### WHAT YOU HAVE TO DO:
Repeat exactly each line of the data provided below.

==============================

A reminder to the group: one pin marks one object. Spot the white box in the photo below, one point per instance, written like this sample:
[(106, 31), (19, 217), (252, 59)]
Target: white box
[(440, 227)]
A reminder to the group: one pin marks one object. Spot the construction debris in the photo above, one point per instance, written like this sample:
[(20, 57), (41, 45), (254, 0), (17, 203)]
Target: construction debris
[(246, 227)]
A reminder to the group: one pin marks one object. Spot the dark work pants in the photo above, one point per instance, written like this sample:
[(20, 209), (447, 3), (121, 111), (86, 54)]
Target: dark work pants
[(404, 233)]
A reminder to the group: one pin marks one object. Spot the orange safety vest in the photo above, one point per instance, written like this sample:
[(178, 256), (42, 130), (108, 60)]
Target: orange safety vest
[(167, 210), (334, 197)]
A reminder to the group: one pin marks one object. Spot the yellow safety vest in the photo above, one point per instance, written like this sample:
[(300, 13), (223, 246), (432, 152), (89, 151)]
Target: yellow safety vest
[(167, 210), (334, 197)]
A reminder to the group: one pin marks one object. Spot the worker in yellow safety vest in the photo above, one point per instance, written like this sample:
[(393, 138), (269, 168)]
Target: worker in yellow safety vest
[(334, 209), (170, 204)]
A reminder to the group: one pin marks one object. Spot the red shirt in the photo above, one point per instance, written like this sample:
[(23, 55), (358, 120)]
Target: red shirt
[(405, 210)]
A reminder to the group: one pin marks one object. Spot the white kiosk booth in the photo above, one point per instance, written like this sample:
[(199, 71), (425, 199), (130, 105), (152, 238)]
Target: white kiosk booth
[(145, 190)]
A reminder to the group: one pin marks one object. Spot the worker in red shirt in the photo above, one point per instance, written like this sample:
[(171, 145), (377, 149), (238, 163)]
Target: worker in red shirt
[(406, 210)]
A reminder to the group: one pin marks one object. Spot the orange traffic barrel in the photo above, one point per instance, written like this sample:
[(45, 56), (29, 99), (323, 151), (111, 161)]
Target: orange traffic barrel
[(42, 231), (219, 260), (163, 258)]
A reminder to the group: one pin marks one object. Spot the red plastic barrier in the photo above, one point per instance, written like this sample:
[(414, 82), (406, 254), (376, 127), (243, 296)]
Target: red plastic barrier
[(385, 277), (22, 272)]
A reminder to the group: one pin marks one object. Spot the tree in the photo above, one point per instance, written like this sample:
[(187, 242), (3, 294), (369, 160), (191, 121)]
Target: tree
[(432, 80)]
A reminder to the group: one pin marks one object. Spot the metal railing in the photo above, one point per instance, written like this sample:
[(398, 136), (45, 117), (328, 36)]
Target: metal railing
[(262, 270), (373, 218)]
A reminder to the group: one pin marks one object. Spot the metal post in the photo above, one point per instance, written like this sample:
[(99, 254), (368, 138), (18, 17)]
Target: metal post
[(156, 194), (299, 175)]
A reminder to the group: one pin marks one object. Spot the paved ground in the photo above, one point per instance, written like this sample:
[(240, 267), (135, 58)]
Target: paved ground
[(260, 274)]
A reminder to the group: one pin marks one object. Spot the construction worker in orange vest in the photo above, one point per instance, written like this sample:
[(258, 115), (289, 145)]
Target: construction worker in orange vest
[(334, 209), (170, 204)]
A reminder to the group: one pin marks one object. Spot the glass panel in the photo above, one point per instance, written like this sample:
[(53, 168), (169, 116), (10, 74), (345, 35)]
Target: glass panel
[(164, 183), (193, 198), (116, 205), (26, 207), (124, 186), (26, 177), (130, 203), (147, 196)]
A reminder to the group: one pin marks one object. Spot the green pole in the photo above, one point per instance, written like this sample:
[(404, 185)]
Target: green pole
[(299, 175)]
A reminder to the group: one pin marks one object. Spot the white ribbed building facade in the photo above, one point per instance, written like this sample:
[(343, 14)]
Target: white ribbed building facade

==============================

### WRITTEN ANSWER:
A reminder to the group: one pin marks one object. Spot the white box in the photo below, one point per instance, written like this sample:
[(106, 31), (19, 217), (252, 59)]
Target: white box
[(440, 227)]
A reminder to the group: one pin marks one object. Spot the construction debris in the photo above, one point per instance, written like this sample:
[(20, 57), (41, 45), (254, 0), (17, 203)]
Target: construction debris
[(246, 227)]
A reminder to the group: one pin marks one object. Spot the dark work pants in the photo above, one point per instance, written like this sample:
[(20, 209), (447, 3), (121, 111), (86, 54)]
Target: dark work pants
[(404, 233)]
A reminder to the group: one pin marks one object. Spot the orange safety vest in the photo above, one point per instance, written like this sample:
[(178, 256), (42, 130), (108, 60)]
Target: orange safety vest
[(167, 210), (334, 197)]
A reminder to the group: one pin marks one object. Spot the yellow safety vest in the photo above, one point per instance, written like this sample:
[(300, 13), (223, 246), (432, 152), (89, 151)]
Target: yellow safety vest
[(167, 210), (334, 197)]
A reminder to the group: one pin marks one object. Spot the worker in yellow safety vest in the photo above, one point per instance, written like this sample:
[(393, 138), (269, 168)]
Target: worker in yellow safety vest
[(334, 209), (170, 204)]
A reminder to the group: one pin marks one object. Spot the red shirt in the photo above, one point per instance, written like this sample:
[(23, 55), (358, 120)]
Target: red shirt
[(405, 210)]
A reminder to the group: one pin marks one object. Spot the white kiosk booth in the photo above, one point per instance, written like this sample:
[(199, 71), (425, 199), (130, 105), (152, 238)]
Target: white kiosk booth
[(145, 190)]
A reminder to the group: one pin marks one object. Spot the worker in red shirt in the photo above, one point per instance, written like this sample:
[(171, 145), (377, 149), (238, 163)]
Target: worker in red shirt
[(406, 210)]
A reminder to the group: one pin marks one object. Spot the orange traffic barrel in the photo above, one point per instance, written like this sample:
[(45, 56), (29, 99), (323, 151), (111, 161)]
Target: orange traffic barrel
[(42, 231), (219, 260), (163, 258)]
A reminder to the group: one pin marks one object. Spot the red plastic barrier in the photo above, one point per instance, written like this sample:
[(414, 82), (406, 254), (376, 127), (243, 296)]
Target: red plastic barrier
[(385, 277), (22, 272)]
A reminder to the group: one pin marks one object. Spot the tree in the photo above, one point per instance, written like this sample:
[(187, 242), (3, 294), (369, 160), (191, 121)]
Target: tree
[(432, 80)]
A reminder to the group: one pin marks one object. Spot the metal railing in the photo above, one point per instance, written like this sample:
[(398, 136), (45, 117), (328, 36)]
Target: metal railing
[(262, 270), (373, 218)]
A reminder to the group: one pin marks one object. Spot the metal post in the photo above, one point per instance, written like this sample:
[(99, 254), (368, 138), (18, 17)]
Target: metal post
[(156, 194), (299, 175)]
A reminder to the group: one pin marks one object. Spot the paved ground in the photo above, one point per instance, written like this sample:
[(240, 267), (135, 58)]
Target: paved ground
[(260, 274)]
A reminder to the group: one pin marks one object. Spot the construction worker in orange vest in the photo above, one point per instance, written like this sample:
[(258, 115), (289, 145)]
Target: construction worker in orange vest
[(334, 209), (170, 204)]
A reminder to the group: one pin marks one object. Spot the glass panel in the photo above, one point per instance, written like this sample:
[(53, 168), (169, 116), (10, 74), (345, 35)]
Target: glass panel
[(164, 183), (193, 198), (116, 205), (26, 207), (124, 186), (26, 177), (130, 203), (147, 196)]
A reminder to the group: one pin marks one object. Spot the green pole in the photo above, one point per instance, written like this sample:
[(404, 185)]
Target: green pole
[(299, 175)]
A reminder to the group: one pin marks one object. Spot the white ribbed building facade in the photo above, one point per instance, written like this sample:
[(343, 14)]
Target: white ribbed building facade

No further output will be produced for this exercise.